*GIVEN TEXT*.
George Miller at the Oscars. Oscar & Penguin in hand.

February 26, 2007


There was joy for George Miller but disappointment for fellow Aussie Cate Blanchett at today's Academy Award ceremony. And, as expected, Britain's Helen Mirren took the Best Actress Oscar.
Miller's Happy Feet won the Oscar for Best Animated Feature at today's Academy Award ceremony.

The news wasn't so good for fellow Australian Cate Blanchett , who failed to win the Best Supporting Actress Oscar at the 79th Annual Academy Awards in Hollywood.

Mirren was honoured for her acclaimed turn as Queen Elizabeth II in the movie The Queen.

It was the first Oscar for Mirren, 61, who had already won more than 20 other major awards for her sympathetic portrayal of an out-of-touch monarch in the days after the sudden death in 1997 of Princess Diana.

Miller's dancing and singing penguin musical, Happy Feet beat overwhelming favourite Cars.
"Oh gosh," a surprised Miller said as he collected his award.
It is a monumental victory for the Australian film industry and 61-year-old Miller, who had been nominated for Oscars three times before but never won.
Happy Feet was made at Sydney's Fox Studios with a largely Australian crew of more than 500 and used the voices of Nicole Kidman, Hugh Jackman, Steve Irwin and other Hollywood stars, including Robin Williams and Elijah Wood.

*PROVIDED INFORMATION*.
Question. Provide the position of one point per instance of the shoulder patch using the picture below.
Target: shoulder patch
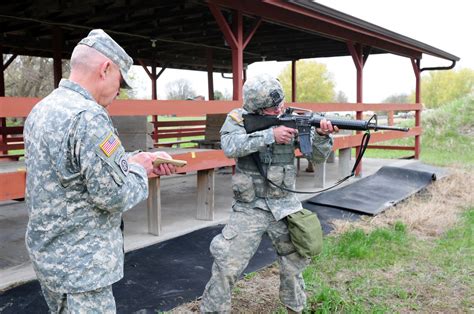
(236, 116)
(110, 144)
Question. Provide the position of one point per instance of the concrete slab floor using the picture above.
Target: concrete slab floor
(178, 199)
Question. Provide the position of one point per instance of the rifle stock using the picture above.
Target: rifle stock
(255, 122)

*STATED EXERCISE*.
In the Oscars report, substitute "Los Angeles" for "Hollywood" and write out the passage again, starting at "Miller's Happy Feet" and ending at "movie The Queen.". The entries above are separate material, unrelated to the Oscars report.

*OUTPUT FOR THIS TASK*.
Miller's Happy Feet won the Oscar for Best Animated Feature at today's Academy Award ceremony.

The news wasn't so good for fellow Australian Cate Blanchett , who failed to win the Best Supporting Actress Oscar at the 79th Annual Academy Awards in Los Angeles.

Mirren was honoured for her acclaimed turn as Queen Elizabeth II in the movie The Queen.